• Stored items:
◇ ◇ ◇ ◇ ◇ ◇ ◇

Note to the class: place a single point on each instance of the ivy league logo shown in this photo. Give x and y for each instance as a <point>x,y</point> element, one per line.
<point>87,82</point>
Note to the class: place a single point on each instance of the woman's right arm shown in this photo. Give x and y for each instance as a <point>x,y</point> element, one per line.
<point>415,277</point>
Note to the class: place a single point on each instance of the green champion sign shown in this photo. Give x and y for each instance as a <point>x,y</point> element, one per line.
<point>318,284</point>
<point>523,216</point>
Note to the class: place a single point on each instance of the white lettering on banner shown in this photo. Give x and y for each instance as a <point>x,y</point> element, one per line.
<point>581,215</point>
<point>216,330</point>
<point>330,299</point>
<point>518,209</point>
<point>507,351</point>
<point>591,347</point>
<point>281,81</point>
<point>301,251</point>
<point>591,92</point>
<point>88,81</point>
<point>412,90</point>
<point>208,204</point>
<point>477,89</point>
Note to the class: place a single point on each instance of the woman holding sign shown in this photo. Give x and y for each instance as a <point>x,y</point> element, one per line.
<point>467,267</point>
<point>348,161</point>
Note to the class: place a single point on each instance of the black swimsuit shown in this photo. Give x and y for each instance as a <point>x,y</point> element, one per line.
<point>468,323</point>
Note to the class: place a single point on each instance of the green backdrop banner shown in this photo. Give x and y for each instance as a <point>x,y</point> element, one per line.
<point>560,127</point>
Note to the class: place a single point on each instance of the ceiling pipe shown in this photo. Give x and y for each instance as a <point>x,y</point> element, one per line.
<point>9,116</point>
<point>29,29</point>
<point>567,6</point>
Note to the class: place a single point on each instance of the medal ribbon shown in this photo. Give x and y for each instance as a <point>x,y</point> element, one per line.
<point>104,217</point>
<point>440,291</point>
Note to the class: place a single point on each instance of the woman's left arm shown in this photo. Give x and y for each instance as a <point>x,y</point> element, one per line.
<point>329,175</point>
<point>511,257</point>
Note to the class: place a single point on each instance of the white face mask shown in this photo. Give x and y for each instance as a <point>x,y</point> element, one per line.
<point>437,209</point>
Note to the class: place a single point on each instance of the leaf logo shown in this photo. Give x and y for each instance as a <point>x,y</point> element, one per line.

◇ ◇ ◇ ◇ ◇ ◇ ◇

• Aim of the exercise: Copy out the records once more. Match them exactly.

• Solved exercise:
Note to the class: place a single point on each instance of the ivy league logo shown in this photo. Give x and y for each instance as a <point>x,y</point> element, one per line.
<point>87,82</point>
Note to the class: place a single point on each instance of the woman's right arm shown in this photo. Give x and y for each instance as a <point>x,y</point> element, one per line.
<point>415,277</point>
Note to the class: place a single point on each instance of the green champion sign shown in this photo. Give x and y for each instance as a <point>x,y</point> element, one per line.
<point>318,284</point>
<point>523,216</point>
Note to the class: place a single point on each instance of the white lettering on banner shown in this photo. Give x and y for each instance as a <point>x,y</point> element, one per line.
<point>581,215</point>
<point>216,330</point>
<point>330,299</point>
<point>518,209</point>
<point>507,351</point>
<point>591,347</point>
<point>281,81</point>
<point>301,251</point>
<point>591,92</point>
<point>88,81</point>
<point>412,90</point>
<point>208,204</point>
<point>477,89</point>
Note to the class: place a single point on each instance of the woman holding sign shown in this photo. Give x and y for each instance as a <point>x,y</point> element, one per line.
<point>467,267</point>
<point>348,161</point>
Note to the class: place a single point on each instance of the black swimsuit shown in this photo. Give x and y for each instance as a <point>x,y</point> element, one per line.
<point>468,323</point>
Note to the class: place a single point on each instance of the green backdrop banner shown in this photo. Give x and y for each instance as a <point>x,y</point> element, one per line.
<point>560,127</point>
Note to the class: place a single point on each instance of the ceiling pipe shown in this photo. Give x and y for each instance as a <point>x,y</point> element, one per line.
<point>9,116</point>
<point>29,29</point>
<point>567,6</point>
Note to the class: place a single point on each instance of the medal ribbon shown in this photo. Give x and y for each instance as a <point>x,y</point> element, one per line.
<point>104,217</point>
<point>440,291</point>
Note to the class: place a single point on each instance of the woman's left arm shown in this photo. Give x and y for each instance as a <point>x,y</point> element, one per line.
<point>329,175</point>
<point>511,257</point>
Note to the class: place a single point on each instance of the white face mask shown in this photo. Give x and y for each instance as a <point>x,y</point> element, one per line.
<point>437,209</point>
Note to the class: place a single point on each instance of the leaf logo shown in this photo. Give x and y for each instance as a <point>x,y</point> element, one per line.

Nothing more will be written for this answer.